**Reading passage:**
● ● ● ● ●

Applying neural networks to the Sloan SWS astronomical dataset.
- Free software: 3-clause BSD license
- Predict labels for the larger CASSIS dataset using the SWS dataset for training/validation.
Models are presented in Jupyter notebooks (see folder ipy_notebooks). Primary focus right now is a neural network. Please examine most recent notebook first!
Attempt 06: https://github.com/mattjshannon/swsnet/blob/master/ipy_notebooks/keras_v06.ipynb
- Pure neural network model
- Tested the effect of changing test size vs. training size
- Tested the effect of including/excluding the ISO group 7 ("fatally flawed/flux free") spectra; see relevant issue (#6).
Attempt 05: https://github.com/mattjshannon/swsnet/blob/master/ipy_notebooks/keras_v05.ipynb
- Neural network, k-nearest neighbours, logistic regression
- Improved the downsampling of the SWS (high res) data to the Spitzer (low res) wavelength array via https://github.com/ACCarnall/SpectRes. These changes are incorporated into the data pickles contained within unzip_me.zip
- Added a cleaning step that excludes the group=7 classified SWS data (flux-free or fatally flawed); may in time wish to skip this, as it may be useful for our neural network to be able to identify these data types. However, as present, this improves the accuracy of logistic regression for this task.
Attempt 04: https://github.com/mattjshannon/swsnet/blob/master/ipy_notebooks/keras_v04.ipynb
- Important bug-fix on the TF nueral network (accidentally trainined on full dataset instead of just training set!)
- Updated SGD for k-nearest neighbours and logistic regression attempts in scikit-learn.
Attempt 03: https://github.com/mattjshannon/swsnet/blob/master/ipy_notebooks/keras_v03.ipynb
- Reduced overfitting by keras.callback.EarlyStopping (based on no accuracy improvement over 4 consecutive NN iterations)

● ● ● ● ●

**Collected data:**
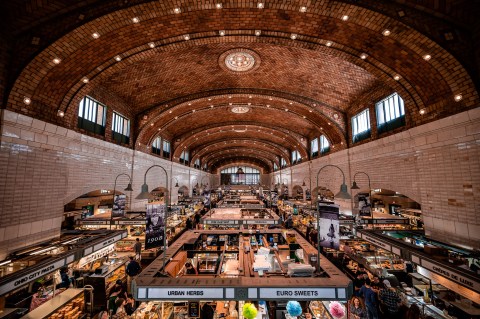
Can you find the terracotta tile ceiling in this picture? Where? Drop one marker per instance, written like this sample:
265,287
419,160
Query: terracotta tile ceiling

● ● ● ● ●

**Exercise instructions:**
1/ Write out the passage of the swsnet README from "Applying neural networks" up to and including "dataset for training/validation.".
2/ According to the swsnet README, what tool was used to improve the downsampling of the SWS data to the Spitzer wavelength array?
3/ Carry on writing the swsnet README from the point where it ends.
The data were taken from a source unrelated to the swsnet README.

**Results for the exercise:**
1/
Applying neural networks to the Sloan SWS astronomical dataset.
- Free software: 3-clause BSD license
- Predict labels for the larger CASSIS dataset using the SWS dataset for training/validation.

2/ SpectRes (https://github.com/ACCarnall/SpectRes).

3/
- Much more thorough SGD attempt. Improved but stil no match for a neural network here. Will likely drop in seubsequent notebooks.
Attempt 02: https://github.com/mattjshannon/swsnet/blob/master/ipy_notebooks/keras_v02.ipynb
- Accuracy improvement by normalizing the spectra prior to training.
Attempt 01: https://github.com/mattjshannon/swsnet/blob/master/ipy_notebooks/keras_v01.ipynb
- 1239 labeled spectra -- Sloan ISO/SWS Atlas
- 6732 unlabeled spectra -- CASSIS Spitzer/IRS spectra
- Note
- The ISO data have been downsampled to the wavelength grid of the CASSIS data (a significant reduction, from R~3000 to R~100) as a first attempt.
The SWS data have the following labels:
- Object type
- From SIMBAD (not always reliable)
- Group
- Naked stars
- Stars with dust
- Warm, dusty objects
- Cool, dusty objects
- Very red objects
- Continuum-free objects but having emission lines
- Flux-free and/or fatally flawed spectra
- Subgroup
-
- see further classification details from http://adsabs.harvard.edu/abs/2002ApJS..140..389K.
- Example
- W Cet has classifier 2.SEa:
- i.e., "star with dust" (2.), silicate dust emission present (SE), silicate emission at 12-microns (a), uncertain (:)